■ **Set exercise**
Copy every line of the entries below, requests included, and multiply each coordinate in the answers by 2.35, rounding to the nearest whole number with halves rounded up.

■ **Supplied records**
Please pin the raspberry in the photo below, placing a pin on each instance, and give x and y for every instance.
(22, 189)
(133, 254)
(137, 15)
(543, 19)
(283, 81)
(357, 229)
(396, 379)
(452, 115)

■ **Result for this exercise**
Please pin the raspberry in the photo below, placing a pin on each instance, and give x and y for every instance.
(52, 444)
(313, 597)
(322, 35)
(1276, 45)
(665, 190)
(839, 538)
(931, 891)
(1062, 270)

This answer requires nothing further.